(Selection):
— BEGIN —

Let f be the function given by f(x)=2x/sqrt(x^2+x+1)

b)Write an equation for each horizontal asymptote of the graph f.

Note: f'(x)=(x+2)/(x^2 +x+1)^.5

2. Originally Posted by Vigo
Let f be the function given by f(x)=2x/sqrt(x^2+x+1)

The fraction is underfined when the denominator is zero. Also, when the radical is negative. Thus, $x^2+x+1=0$ or $x^2+x+1<0$. Thus, $x^2+x+1>0$ is the domain. But $x^2+x+1$ is always positive, because the leading coefficient is positive and its discrimanat is negative. Thus, this function is defined for all real numbers.
Originally Posted by Vigo
b)Write an equation for each horizontal asymptote of the graph f.
The horizontal tangents is when the derivative approaches infinity. Since is derivative is,
$f'(x)=\frac{x+2}{\sqrt{x^2+x+1}}$ that happens when the denominator is zero. Thus, $\sqrt{x^2+x+1}=0$ thus, $x^2+x+1$ but that never happens because we said that $x^2+x+1$ is always a positive number. Thus, it has no horizontal tangents.

3. Originally Posted by ThePerfectHacker
The horizontal tangents is when the derivative approaches infinity. Since is derivative is,
$f'(x)=\frac{x+2}{\sqrt{x^2+x+1}}$ that happens when the denominator is zero. Thus, $\sqrt{x^2+x+1}=0$ thus, $x^2+x+1$ but that never happens because we said that $x^2+x+1$ is always a positive number. Thus, it has no horizontal tangents.
No a horizontal tangent is when the derivative approaches zero.

$
\frac{d}{dx}\frac{2x}{\sqrt{x^2+x+1}}=\frac{x+2}{( x^2 + x + 1)^{3/2}}$

There is a zero of this at $x=-2$, but that is not an asymtote.

— END —

(Instruction): Copy the forum thread from the words "2. Originally Posted" through the words "all real numbers.", substituting "square root" for "radical".

(Information given):
— BEGIN —

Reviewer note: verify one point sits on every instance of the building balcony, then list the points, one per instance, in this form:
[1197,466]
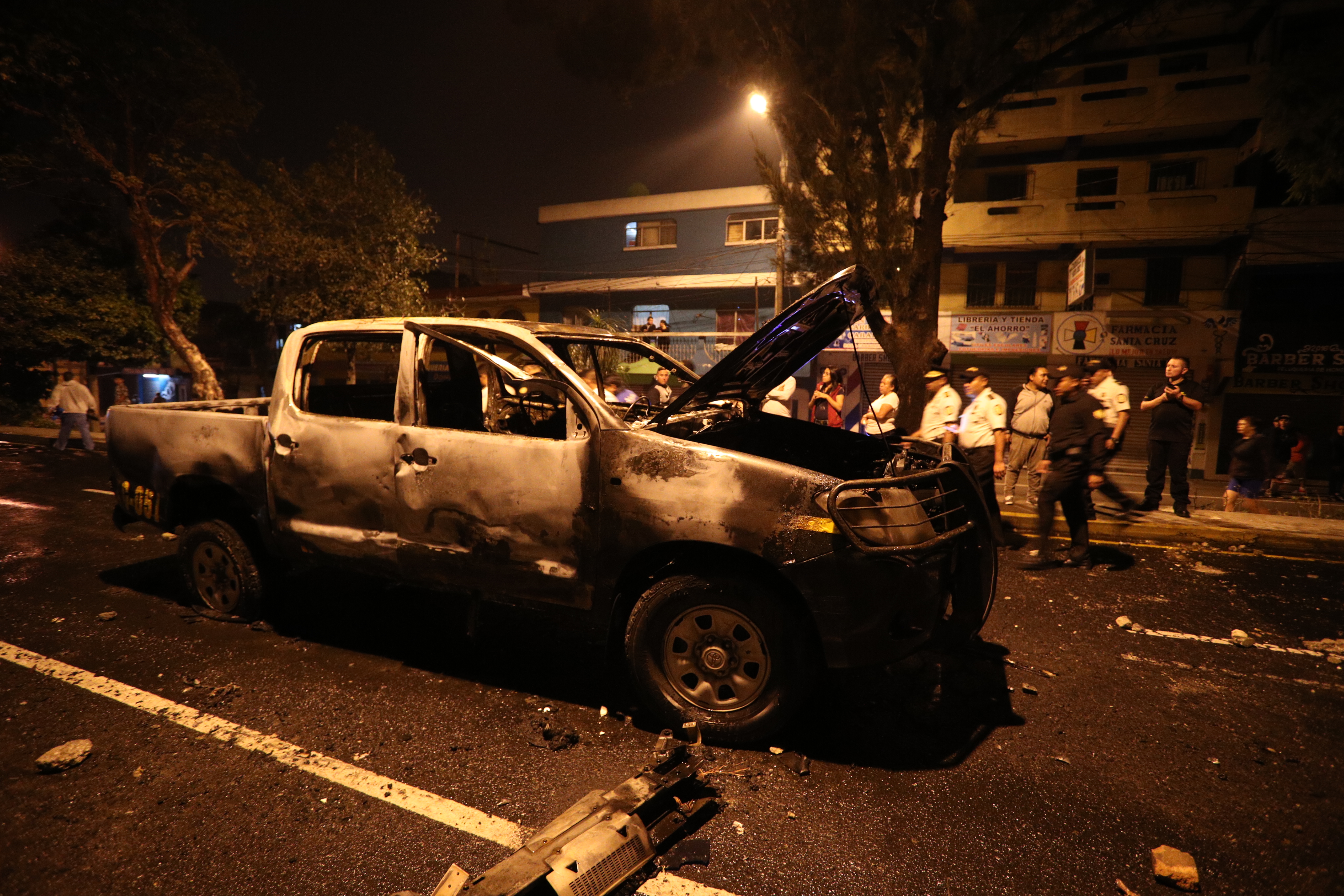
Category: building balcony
[1170,102]
[1206,215]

— END —

(Task output):
2. Originally Posted by Vigo
Let f be the function given by f(x)=2x/sqrt(x^2+x+1)

The fraction is underfined when the denominator is zero. Also, when the square root is negative. Thus, $x^2+x+1=0$ or $x^2+x+1<0$. Thus, $x^2+x+1>0$ is the domain. But $x^2+x+1$ is always positive, because the leading coefficient is positive and its discrimanat is negative. Thus, this function is defined for all real numbers.